[Data records]
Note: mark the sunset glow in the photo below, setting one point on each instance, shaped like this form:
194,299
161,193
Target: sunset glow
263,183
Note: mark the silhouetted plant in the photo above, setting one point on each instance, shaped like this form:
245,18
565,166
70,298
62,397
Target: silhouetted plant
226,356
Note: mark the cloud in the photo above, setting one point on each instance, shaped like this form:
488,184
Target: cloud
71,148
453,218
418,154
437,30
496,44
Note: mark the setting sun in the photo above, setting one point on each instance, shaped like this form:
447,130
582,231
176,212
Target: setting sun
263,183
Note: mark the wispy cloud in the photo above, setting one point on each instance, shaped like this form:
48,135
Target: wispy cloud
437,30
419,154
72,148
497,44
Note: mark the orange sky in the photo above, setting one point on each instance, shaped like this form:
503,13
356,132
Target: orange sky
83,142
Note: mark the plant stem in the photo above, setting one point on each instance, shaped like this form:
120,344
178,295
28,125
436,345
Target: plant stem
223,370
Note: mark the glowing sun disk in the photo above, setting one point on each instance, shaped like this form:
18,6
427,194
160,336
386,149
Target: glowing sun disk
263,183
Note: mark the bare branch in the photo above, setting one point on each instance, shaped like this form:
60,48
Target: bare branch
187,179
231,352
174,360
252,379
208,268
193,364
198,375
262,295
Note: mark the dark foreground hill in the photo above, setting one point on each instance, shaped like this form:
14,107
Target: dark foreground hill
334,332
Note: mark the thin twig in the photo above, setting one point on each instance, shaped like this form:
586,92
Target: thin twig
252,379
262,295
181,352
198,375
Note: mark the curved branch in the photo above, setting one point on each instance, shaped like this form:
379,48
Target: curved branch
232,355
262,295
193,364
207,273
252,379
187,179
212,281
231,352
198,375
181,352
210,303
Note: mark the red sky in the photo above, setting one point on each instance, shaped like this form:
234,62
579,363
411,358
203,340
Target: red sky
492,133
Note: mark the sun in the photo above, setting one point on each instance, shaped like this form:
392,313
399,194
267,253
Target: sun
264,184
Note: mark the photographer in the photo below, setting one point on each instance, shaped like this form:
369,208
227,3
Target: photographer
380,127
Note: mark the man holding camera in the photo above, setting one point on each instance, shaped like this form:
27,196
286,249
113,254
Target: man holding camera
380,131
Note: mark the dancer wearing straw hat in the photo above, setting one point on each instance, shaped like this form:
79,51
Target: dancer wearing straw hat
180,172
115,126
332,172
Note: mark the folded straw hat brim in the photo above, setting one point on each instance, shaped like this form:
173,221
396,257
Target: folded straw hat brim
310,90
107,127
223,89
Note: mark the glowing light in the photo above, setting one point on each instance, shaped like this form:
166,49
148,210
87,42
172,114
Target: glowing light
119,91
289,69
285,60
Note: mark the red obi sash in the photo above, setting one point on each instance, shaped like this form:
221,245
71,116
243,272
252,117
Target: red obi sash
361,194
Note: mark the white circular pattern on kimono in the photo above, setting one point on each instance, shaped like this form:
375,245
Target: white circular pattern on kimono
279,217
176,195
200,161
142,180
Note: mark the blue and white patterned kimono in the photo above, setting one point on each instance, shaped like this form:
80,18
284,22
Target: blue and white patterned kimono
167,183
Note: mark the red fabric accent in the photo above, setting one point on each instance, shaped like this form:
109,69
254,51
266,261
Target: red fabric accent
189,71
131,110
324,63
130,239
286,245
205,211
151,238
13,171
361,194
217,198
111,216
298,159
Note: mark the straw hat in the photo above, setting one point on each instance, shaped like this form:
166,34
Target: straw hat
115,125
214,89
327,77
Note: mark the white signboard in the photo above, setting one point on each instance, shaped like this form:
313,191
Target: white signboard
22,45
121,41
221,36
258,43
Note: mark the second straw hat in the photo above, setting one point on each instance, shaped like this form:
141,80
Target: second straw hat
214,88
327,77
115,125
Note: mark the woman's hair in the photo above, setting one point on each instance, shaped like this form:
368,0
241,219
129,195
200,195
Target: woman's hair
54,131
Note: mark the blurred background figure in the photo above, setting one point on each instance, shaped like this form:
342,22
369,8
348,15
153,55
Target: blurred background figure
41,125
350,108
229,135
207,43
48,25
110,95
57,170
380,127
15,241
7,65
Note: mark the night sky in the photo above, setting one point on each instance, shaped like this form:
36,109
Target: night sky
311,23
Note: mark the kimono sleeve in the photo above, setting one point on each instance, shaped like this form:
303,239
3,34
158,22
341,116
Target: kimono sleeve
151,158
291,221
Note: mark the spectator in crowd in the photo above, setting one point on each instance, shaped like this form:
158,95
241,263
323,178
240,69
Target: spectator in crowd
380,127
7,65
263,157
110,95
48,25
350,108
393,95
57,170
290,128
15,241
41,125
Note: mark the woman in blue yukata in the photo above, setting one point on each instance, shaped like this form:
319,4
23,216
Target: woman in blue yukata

▸ **Goal of the exercise**:
Output the data above exactly, please, line for line.

▸ **Full answer**:
Note: mark the sunset glow in the photo below, setting one point on each instance, shaped like this form:
194,299
161,193
Target: sunset glow
263,183
Note: mark the silhouetted plant in the photo above, setting one point on each instance, shaped like this form:
245,18
565,166
70,298
62,397
Target: silhouetted plant
226,356
Note: mark the cloud in the photo above, setting one point on each instance, shaped like this form:
488,184
Target: cloud
71,148
453,218
418,154
437,30
496,44
Note: mark the setting sun in the photo above, setting one point on each instance, shaped like this form:
447,130
582,231
176,212
Target: setting sun
263,183
Note: mark the wispy cloud in the photo above, setting one point on each instance, shaped like this form:
48,135
Target: wispy cloud
437,30
419,154
72,148
497,44
Note: mark the orange sky in the photo above, setting one point on each instance, shaped like this form:
503,13
356,132
Target: orange sky
83,142
Note: mark the plant stem in the photo above, setting one point on each instance, shaped like this form:
120,344
178,295
28,125
436,345
Target: plant stem
223,370
Note: mark the glowing sun disk in the photo above, setting one point on each instance, shaped like this form:
18,6
427,194
160,336
386,149
Target: glowing sun disk
263,183
Note: mark the bare branch in the photo above, setting one point on each instance, shaped like this form:
60,48
Target: bare branch
187,179
231,352
174,360
252,379
208,268
193,364
198,375
262,295
Note: mark the dark foreground hill in the photo above, setting one point on each instance, shaped like this form:
14,107
Target: dark foreground hill
334,332
Note: mark the thin twig in the photo above, setting one point on each instance, shaped like this form:
586,92
Target: thin twig
252,379
262,295
181,352
198,375
Note: mark the curved branch in the photo above, setting one point on each instance, shaped like this form:
379,48
Target: curved branch
232,355
262,295
193,364
207,273
252,379
187,179
212,281
231,352
198,375
181,352
210,303
Note: mark the red sky in the photo above, setting one point on each instance, shaped like this form:
234,62
579,363
411,358
203,340
Target: red sky
492,133
Note: mark the sun in the photo above, setting one point on each instance, shaped like this form:
392,313
399,194
267,253
Target: sun
264,184
Note: mark the photographer in the photo below, setting one point on each instance, shaped like this form:
369,208
227,3
Target: photographer
380,127
Note: mark the man holding camera in the photo above, setting one point on each instance, shaped like this form:
27,196
286,249
113,254
Target: man holding camera
380,131
Note: mark the dancer wearing straw hat in the photo above, setting one point on each instance, shaped like this form:
79,51
Target: dancer wearing straw hat
180,172
115,126
332,172
Note: mark the folded straw hat brim in the photo above, setting one point on each instance, shaped like this form:
173,221
396,257
Target: folded straw hat brim
310,90
107,127
223,89
Note: mark the glowing light in the photo above, setting one point on each instance, shaped like this form:
166,49
148,210
87,42
172,114
Target: glowing light
119,91
289,69
285,60
Note: mark the red obi sash in the photo above, setting one point on each instance, shaped like this form:
221,245
71,116
243,272
252,117
Target: red obi sash
361,194
Note: mark the white circular pattern on kimono in the photo above, setting one point on each instance, shaped like this form:
375,245
Target: white circular pattern on kimono
279,217
176,195
200,161
142,180
Note: mark the blue and white patterned kimono in the photo above, setting one point on each instance, shaped like this form:
80,18
284,22
Target: blue and white patterned kimono
167,183
Note: mark the red fabric accent in the photo above, setting one point on each instance, shaped like this form:
109,69
254,51
266,261
Target: red fabric accent
189,71
131,110
324,63
130,239
286,245
205,211
151,238
13,171
361,194
217,198
111,216
298,159
Note: mark the straw hat in the photo above, setting one point on each instance, shaped like this form:
166,34
Target: straw hat
115,125
214,89
327,77
Note: mark the white signboard in the photo above, setting one point on each instance, shaped like this form:
313,191
Target: white signboard
22,45
121,41
221,36
258,43
Note: mark the second straw hat in the photo above, setting one point on each instance, shaped like this form:
141,80
Target: second straw hat
214,88
327,77
115,125
Note: mark the woman's hair in the photo above, setting one point on each instance, shaped like this form:
368,0
241,219
129,195
200,195
Target: woman's hair
54,131
Note: mark the blurred background figure in the photo above, setting one point on each instance, shaped like this form:
342,22
369,8
348,15
153,55
Target: blurred background figure
41,125
350,108
229,135
207,43
48,25
110,95
57,170
380,127
15,241
7,65
Note: mark the night sky in the photo above, setting one point on each instance, shaped like this form:
36,109
Target: night sky
311,23
Note: mark the kimono sleeve in the photo above, setting one point on each instance, shaped like this form:
303,239
3,34
158,22
341,116
Target: kimono sleeve
151,158
291,221
Note: mark the spectator in crowd in the photo above, setting one point on each instance, shaped like this form:
158,95
241,263
323,178
240,69
Target: spectator in crowd
380,127
7,65
263,157
110,95
48,25
350,108
393,95
57,170
290,128
15,241
41,125
Note: mark the woman in blue yukata in the photo above, setting one point on each instance, shaped like this form:
319,4
23,216
Target: woman in blue yukata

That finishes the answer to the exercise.